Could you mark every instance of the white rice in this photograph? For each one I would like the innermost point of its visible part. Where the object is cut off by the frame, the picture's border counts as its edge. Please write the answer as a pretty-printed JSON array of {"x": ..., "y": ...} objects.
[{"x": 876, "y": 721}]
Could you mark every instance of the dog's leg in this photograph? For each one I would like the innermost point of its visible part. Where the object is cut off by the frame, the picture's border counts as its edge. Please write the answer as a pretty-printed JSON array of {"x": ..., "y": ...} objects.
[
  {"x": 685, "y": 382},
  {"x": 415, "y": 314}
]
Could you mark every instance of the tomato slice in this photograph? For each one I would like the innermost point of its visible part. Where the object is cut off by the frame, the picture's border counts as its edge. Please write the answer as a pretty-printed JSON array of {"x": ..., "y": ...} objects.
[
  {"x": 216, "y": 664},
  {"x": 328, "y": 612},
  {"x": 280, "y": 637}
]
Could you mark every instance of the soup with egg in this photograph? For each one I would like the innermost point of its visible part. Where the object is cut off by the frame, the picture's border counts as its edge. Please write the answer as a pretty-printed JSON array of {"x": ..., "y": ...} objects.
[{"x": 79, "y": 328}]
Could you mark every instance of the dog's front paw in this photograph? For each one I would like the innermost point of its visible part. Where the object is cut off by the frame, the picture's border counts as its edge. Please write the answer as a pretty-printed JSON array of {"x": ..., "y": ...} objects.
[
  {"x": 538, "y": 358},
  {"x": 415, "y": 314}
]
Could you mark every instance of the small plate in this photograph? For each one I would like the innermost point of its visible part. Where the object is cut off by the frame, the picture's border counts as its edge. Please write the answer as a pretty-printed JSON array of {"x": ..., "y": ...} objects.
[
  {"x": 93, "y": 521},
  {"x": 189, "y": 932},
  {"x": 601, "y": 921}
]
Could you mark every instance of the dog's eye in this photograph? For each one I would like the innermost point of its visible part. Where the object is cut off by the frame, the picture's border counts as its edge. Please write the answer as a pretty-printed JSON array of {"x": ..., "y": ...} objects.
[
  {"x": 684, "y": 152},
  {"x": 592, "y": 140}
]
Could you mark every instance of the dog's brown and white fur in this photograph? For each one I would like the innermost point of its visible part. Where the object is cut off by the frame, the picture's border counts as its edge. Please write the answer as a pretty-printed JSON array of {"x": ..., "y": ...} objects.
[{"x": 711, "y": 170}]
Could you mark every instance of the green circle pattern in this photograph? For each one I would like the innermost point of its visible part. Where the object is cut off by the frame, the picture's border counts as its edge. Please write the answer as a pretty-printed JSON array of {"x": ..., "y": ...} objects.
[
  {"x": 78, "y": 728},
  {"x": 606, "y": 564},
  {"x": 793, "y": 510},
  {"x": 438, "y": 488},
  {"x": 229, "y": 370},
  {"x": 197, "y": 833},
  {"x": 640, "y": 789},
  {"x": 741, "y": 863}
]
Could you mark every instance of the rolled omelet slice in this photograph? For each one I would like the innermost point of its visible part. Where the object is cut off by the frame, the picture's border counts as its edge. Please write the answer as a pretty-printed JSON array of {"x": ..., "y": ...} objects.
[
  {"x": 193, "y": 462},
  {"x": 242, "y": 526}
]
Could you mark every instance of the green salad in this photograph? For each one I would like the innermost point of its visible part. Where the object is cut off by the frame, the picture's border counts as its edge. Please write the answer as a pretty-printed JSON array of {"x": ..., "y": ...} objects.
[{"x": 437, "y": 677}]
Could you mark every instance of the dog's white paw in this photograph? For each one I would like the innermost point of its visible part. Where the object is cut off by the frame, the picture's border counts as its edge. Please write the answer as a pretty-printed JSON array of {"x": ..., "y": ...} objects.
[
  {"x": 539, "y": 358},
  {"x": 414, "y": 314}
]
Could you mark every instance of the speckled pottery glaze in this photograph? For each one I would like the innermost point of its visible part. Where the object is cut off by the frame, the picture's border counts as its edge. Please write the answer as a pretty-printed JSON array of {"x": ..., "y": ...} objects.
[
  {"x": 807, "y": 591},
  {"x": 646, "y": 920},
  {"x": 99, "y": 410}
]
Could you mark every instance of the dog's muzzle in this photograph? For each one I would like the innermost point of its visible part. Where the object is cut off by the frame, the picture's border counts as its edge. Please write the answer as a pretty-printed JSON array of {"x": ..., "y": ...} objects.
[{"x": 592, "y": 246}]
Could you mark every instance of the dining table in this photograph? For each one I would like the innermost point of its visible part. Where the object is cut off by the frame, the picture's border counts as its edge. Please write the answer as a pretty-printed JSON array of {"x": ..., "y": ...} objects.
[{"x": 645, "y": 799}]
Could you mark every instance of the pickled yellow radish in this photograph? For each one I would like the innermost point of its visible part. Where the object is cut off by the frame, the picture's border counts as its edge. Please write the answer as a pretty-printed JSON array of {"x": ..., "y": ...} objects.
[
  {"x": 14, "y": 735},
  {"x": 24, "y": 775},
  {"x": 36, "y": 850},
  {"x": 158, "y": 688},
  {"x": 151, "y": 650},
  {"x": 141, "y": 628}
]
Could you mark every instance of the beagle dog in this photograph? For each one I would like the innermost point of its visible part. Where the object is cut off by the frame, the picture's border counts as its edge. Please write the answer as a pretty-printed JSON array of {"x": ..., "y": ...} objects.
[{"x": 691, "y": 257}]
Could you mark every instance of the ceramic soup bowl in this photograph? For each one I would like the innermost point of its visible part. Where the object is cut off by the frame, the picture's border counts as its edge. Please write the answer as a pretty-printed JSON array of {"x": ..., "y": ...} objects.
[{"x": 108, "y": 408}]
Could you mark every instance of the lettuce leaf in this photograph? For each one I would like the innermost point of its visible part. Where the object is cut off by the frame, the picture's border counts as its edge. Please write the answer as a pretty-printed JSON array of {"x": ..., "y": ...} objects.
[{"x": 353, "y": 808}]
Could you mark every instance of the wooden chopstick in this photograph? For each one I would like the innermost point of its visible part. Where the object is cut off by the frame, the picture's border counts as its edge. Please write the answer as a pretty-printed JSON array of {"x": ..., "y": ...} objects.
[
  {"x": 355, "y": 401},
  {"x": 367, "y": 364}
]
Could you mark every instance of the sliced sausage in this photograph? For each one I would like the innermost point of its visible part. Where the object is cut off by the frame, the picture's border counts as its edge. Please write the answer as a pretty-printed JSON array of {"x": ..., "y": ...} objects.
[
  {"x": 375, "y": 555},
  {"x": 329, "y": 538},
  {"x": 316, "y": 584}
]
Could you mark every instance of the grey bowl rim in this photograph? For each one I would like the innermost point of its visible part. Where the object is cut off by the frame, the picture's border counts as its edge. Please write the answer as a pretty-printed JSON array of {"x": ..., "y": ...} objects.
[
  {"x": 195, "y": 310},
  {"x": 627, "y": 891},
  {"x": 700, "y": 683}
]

* _THE PROBLEM_
Turn all of the items above into a numbered list, leaving out any blank lines.

* _OUTPUT FOR THIS EXERCISE_
1. Could you mark every instance of the white rice in this photograph? For each one I would like the innermost point of its visible part. Where the object is cut off by the frame, the picture's border counts as its edge. Please write the answer as a pretty-printed JSON array of {"x": ..., "y": ...} objects.
2. [{"x": 876, "y": 721}]
3. Could you mark every instance of the dog's leg in this photograph? For each one I would like the innermost point of its visible part. Where the object is cut off by the frame, the picture's border counts as its edge. Please write the answer as a pretty-printed JSON array of {"x": ..., "y": ...} objects.
4. [
5.   {"x": 685, "y": 382},
6.   {"x": 415, "y": 314}
7. ]
8. Could you mark every instance of the tomato slice in this photograph? For each one I would like the innermost point of its visible part. Where the object is cut off by the frame, the picture's border counts as its edge. Please write the answer as a pretty-printed JSON array of {"x": ..., "y": ...} objects.
9. [
10.   {"x": 216, "y": 664},
11.   {"x": 328, "y": 612},
12.   {"x": 280, "y": 637}
13. ]
14. Could you mark every instance of the soup with egg in this photograph? For each one I would like the innermost point of its visible part. Where the object is cut off by the frame, the picture's border counts as its edge. Please write the answer as a pretty-printed JSON array of {"x": ..., "y": ...} objects.
15. [{"x": 79, "y": 328}]
16. Could you mark every instance of the dog's front paw in this photograph? For each one I would like the innermost point of its visible part. Where the object is cut off by the frame, the picture's border counts as its edge. Please write the answer as a pretty-printed JSON array of {"x": ..., "y": ...} objects.
17. [
18.   {"x": 538, "y": 358},
19.   {"x": 415, "y": 314}
20. ]
21. Could you mark every instance of the small plate in this photograph? For each one I would like the innermost point of its visible part. Where the object is cut off by the frame, the picture's border counts as its edge. Please write the answer as a pretty-printed JSON array of {"x": ..., "y": ...} objects.
22. [
23.   {"x": 93, "y": 521},
24.   {"x": 189, "y": 932},
25.   {"x": 601, "y": 921}
26. ]
27. Could you mark every instance of the dog's eye in this photograph? For each one I would like the innermost point of its visible part. Where the object is cut off by the frame, the picture's border counts as its edge. Please write the answer as a pretty-printed JSON array of {"x": ..., "y": ...} objects.
28. [
29.   {"x": 684, "y": 152},
30.   {"x": 592, "y": 140}
31. ]
32. Could you mark every instance of the dog's brown and white fur in this photograph? For each one I would like the innermost point of its visible part. Where the object is cut off by the frame, the picture's border counts as its edge. Please write the answer as a pretty-printed JSON array of {"x": ..., "y": ...} objects.
33. [{"x": 711, "y": 170}]
34. Could you mark every instance of the green circle pattern in this photograph? For each one I would like the innermost point of its visible part. Where the object is cut off by the frame, the picture's border counts as its edge. Please write the answer as a pretty-printed JSON array of {"x": ..., "y": ...} objects.
35. [
36.   {"x": 78, "y": 728},
37.   {"x": 606, "y": 564},
38.   {"x": 793, "y": 510},
39.   {"x": 438, "y": 488},
40.   {"x": 229, "y": 370},
41.   {"x": 197, "y": 833},
42.   {"x": 640, "y": 789},
43.   {"x": 741, "y": 863}
44. ]
45. Could you mark every instance of the rolled omelet slice in this photograph? For each one I would like the innermost point of its visible part. Where the object is cut off by the frame, the picture's border counts as its edge. Please write the answer as a pretty-printed JSON array of {"x": ..., "y": ...} objects.
46. [
47.   {"x": 193, "y": 462},
48.   {"x": 242, "y": 526}
49. ]
50. Could you mark every instance of the green salad in this photograph? For each one I would like the innermost point of its visible part. Where the object is cut off by the frame, the picture's border counts as its edge. Please write the answer as a pretty-printed JSON array of {"x": ..., "y": ...} objects.
51. [{"x": 437, "y": 677}]
52. Could you mark every instance of the dog's white paw in this photograph? For each one I would like the innermost point of its visible part. Where the object is cut off by the frame, the picture's border counts as its edge. Please write the answer as a pretty-printed JSON array of {"x": ..., "y": ...} objects.
53. [
54.   {"x": 539, "y": 358},
55.   {"x": 414, "y": 314}
56. ]
57. Could you mark every instance of the speckled pottery glaze in this photograph? For each one I would like the innermost point of its visible part. Where the object is cut off by the frame, the picture's border counts as its edge. Please write the answer as a pretty-printed JSON array of {"x": ..., "y": ...} objects.
58. [
59.   {"x": 807, "y": 591},
60.   {"x": 646, "y": 920},
61.   {"x": 99, "y": 410}
62. ]
63. Could you mark every instance of the dog's muzzle in this photograph? For each one I would like the innermost point of its visible part. Where the object is cut off by the frame, the picture's border counts as its edge. Please write the answer as a pretty-printed JSON array of {"x": ..., "y": ...} objects.
64. [{"x": 592, "y": 246}]
65. Could you mark every instance of the dining table in this photograph? For each one I would like the innermost point of its visible part. Where the object is cut off by the frame, the picture's border counts as its edge. Please write the answer as a pretty-printed JSON array of {"x": ..., "y": ...} objects.
66. [{"x": 645, "y": 799}]
67. Could you mark every instance of the pickled yellow radish in this photograph? For each one I would like the innermost point of its visible part. Where the object is cut off by the frame, the picture's border counts as its edge. Please write the answer as a pretty-printed JSON array of {"x": ..., "y": ...} objects.
68. [
69.   {"x": 14, "y": 735},
70.   {"x": 24, "y": 775},
71.   {"x": 36, "y": 850},
72.   {"x": 158, "y": 688},
73.   {"x": 151, "y": 650},
74.   {"x": 141, "y": 628}
75. ]
76. Could you mark every instance of the beagle dog in this photograph? For each one I would like the innermost point of its visible part. Where the object is cut off by the frame, the picture's border counts as its edge. Please write the answer as a pretty-printed JSON array of {"x": ..., "y": ...} objects.
77. [{"x": 691, "y": 257}]
78. Could you mark every instance of the ceramic soup bowl in this photograph? For each one I would like the innermost point of its visible part. Where the object is cut off by the frame, the picture's border counts as its edge. Please write the answer as a pretty-printed JSON array of {"x": ..., "y": ...} objects.
79. [{"x": 108, "y": 408}]
80. Could you mark every instance of the lettuce leaf in this photograph? For each one I would like the innermost point of its visible part. Where the object is cut off by the frame, the picture's border counts as its edge. Please write the answer as a pretty-printed JSON array of {"x": ..., "y": ...} objects.
81. [{"x": 353, "y": 808}]
82. Could you mark every instance of the wooden chopstick in this photograph? For each one I would like the innermost point of its visible part. Where the object is cut off by the frame, the picture's border counts as its edge. Please write the answer as a pretty-printed JSON array of {"x": ..., "y": ...} objects.
83. [
84.   {"x": 355, "y": 401},
85.   {"x": 367, "y": 364}
86. ]
87. Could you mark every instance of the sliced sausage in this photograph? For each one I would like the innermost point of its visible part. Where the object is cut off by the frame, the picture's border counts as its edge. Please write the answer as a pretty-printed JSON array of {"x": ..., "y": ...} objects.
88. [
89.   {"x": 375, "y": 555},
90.   {"x": 329, "y": 538},
91.   {"x": 316, "y": 584}
92. ]
93. Could you mark every instance of the grey bowl rim in this photograph? For each one I would like the innermost point of its visible part. Where the object is cut off by the frame, the picture's border counts as its edge. Please write the answer as a pretty-printed JSON array of {"x": ..., "y": ...} objects.
94. [
95.   {"x": 195, "y": 310},
96.   {"x": 627, "y": 891},
97.   {"x": 700, "y": 683}
98. ]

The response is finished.